1301 – DICIONÁRIO ALTERNATIVO


Já dizia o notabilíssimo Fernando Pessoa, um apaixonado pelas causas portuguesas, tal e qual o psicólogo pernambucano e irmão amado Fernando Sardinha, sediado na Capital Federal, como eu do poeta também xará, que “quem não vê bem uma palavra não pode ver bem uma alma”. E foi mais além o autor de Tabacaria: “a palavra falada é um fenômeno natural; a palavra escrita é um fenômeno cultural”.

Entretanto, alguns termos banalíssimos estão sendo entendidos de uma maneira totalmente diferenciada das análises semânticas mais especializadas. Recente levantamento efetuado em diversas regiões brasileiras possibilitou aos estudiosos aquilatar a densidade do problema, tomando por base as redações do Enem. Alguns “fenômenos” pesquisados merecem aqui registro, para favorecer os levantamentos pósteros:

Armarinho – ar que vem do mar;

Karma – expressão mineira para evitar o pânico;

Obscuro – OB na cor preta;

Paralítico – período da Terra em que nada se movia;

Abreviatura – ato de se abrir um carro de polícia; e

Genitália – órgão reprodutor dos italianos.

> **PROBLEMA CURTO 1**
Diga se cada afirmação concorda com o texto sobre o dicionário alternativo, respondendo sim ou não e citando as palavras do texto que decidem: (a) o levantamento mencionado tomou por base as redações do Enem; (b) "Karma" aparece como expressão gaúcha; (c) Fernando Sardinha é apresentado como psicólogo pernambucano sediado na Capital Federal.
> **PROBLEMA CURTO 2**
Extraia, sem nenhuma alteração, o trecho da listagem que vai da linha que contém "Q: Find one point on every instance of the grass" até o fim da listagem, com as duas pontas incluídas.

Trechos de conjunto de dados de marcação de pontos:
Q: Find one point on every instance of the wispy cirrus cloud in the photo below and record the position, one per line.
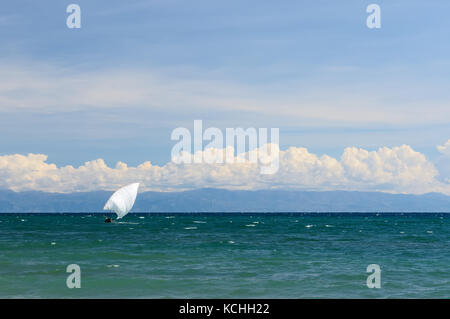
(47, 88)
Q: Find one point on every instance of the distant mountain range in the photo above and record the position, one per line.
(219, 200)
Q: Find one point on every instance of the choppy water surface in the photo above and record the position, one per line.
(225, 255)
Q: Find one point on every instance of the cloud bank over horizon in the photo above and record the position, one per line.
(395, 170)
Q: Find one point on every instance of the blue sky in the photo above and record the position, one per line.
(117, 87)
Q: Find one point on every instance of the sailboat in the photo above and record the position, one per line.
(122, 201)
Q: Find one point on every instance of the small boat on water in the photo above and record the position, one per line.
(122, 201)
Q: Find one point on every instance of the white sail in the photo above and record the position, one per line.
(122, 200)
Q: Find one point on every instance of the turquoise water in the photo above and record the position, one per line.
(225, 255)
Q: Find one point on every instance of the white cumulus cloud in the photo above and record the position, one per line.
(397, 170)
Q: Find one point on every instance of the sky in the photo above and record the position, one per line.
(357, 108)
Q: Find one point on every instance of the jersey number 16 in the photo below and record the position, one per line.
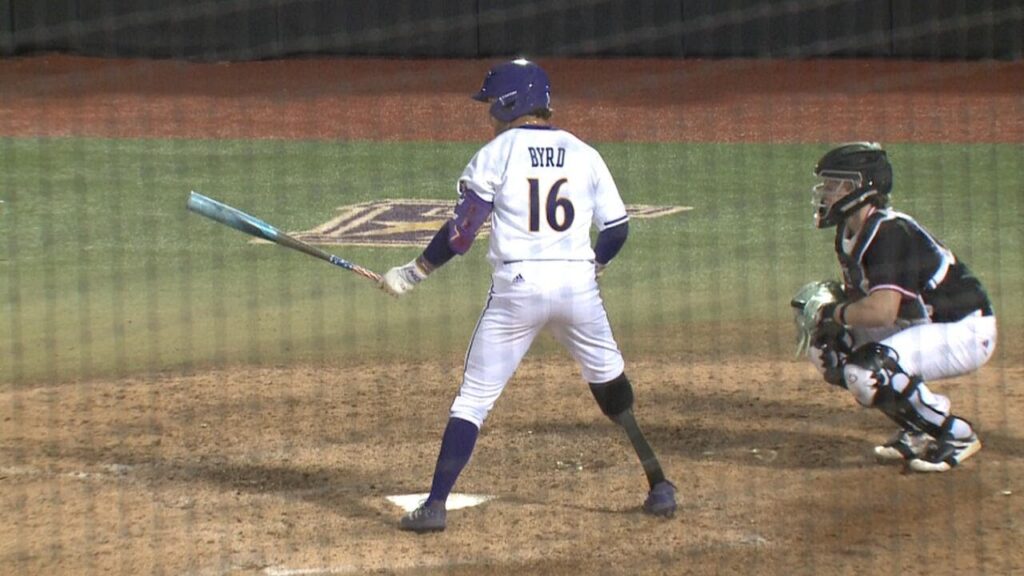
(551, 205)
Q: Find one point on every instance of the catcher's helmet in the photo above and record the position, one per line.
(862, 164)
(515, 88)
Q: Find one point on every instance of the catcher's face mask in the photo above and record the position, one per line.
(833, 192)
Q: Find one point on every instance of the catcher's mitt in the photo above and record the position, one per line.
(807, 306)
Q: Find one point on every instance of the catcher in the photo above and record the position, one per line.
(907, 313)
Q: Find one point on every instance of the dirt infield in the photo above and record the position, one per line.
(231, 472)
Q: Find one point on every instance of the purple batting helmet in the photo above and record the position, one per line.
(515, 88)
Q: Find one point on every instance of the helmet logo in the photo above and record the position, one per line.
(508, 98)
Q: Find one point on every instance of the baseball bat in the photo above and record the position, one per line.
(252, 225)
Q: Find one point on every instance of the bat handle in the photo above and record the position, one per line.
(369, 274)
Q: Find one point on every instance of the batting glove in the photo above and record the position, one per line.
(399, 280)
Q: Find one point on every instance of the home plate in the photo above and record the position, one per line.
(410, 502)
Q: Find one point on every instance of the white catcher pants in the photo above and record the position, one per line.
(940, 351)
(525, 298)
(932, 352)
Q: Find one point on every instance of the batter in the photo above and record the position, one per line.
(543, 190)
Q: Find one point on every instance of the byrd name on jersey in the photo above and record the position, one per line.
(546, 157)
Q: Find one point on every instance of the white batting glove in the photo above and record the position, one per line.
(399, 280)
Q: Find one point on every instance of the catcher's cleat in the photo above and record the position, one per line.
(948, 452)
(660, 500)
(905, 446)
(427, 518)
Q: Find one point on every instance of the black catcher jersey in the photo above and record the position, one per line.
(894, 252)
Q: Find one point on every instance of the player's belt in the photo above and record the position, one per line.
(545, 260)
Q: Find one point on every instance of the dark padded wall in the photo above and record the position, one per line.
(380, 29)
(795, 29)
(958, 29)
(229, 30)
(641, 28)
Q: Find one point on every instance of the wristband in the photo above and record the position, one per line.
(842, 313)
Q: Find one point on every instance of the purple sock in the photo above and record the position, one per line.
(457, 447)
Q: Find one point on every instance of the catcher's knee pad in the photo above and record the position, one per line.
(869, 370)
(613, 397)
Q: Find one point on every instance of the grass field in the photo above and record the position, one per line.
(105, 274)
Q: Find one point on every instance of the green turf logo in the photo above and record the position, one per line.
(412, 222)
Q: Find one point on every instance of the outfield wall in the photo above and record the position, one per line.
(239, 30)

> **RESULTADO CORRETO 1**
(a) Sim: "tomando por base as redações do Enem".
(b) Não: "Karma – expressão mineira para evitar o pânico".
(c) Sim: "o psicólogo pernambucano e irmão amado Fernando Sardinha, sediado na Capital Federal".

> **RESULTADO CORRETO 2**
Q: Find one point on every instance of the grass field in the photo above and record the position, one per line.
(105, 274)
Q: Find one point on every instance of the green turf logo in the photo above and record the position, one per line.
(412, 222)
Q: Find one point on every instance of the outfield wall in the photo above and record the position, one per line.
(239, 30)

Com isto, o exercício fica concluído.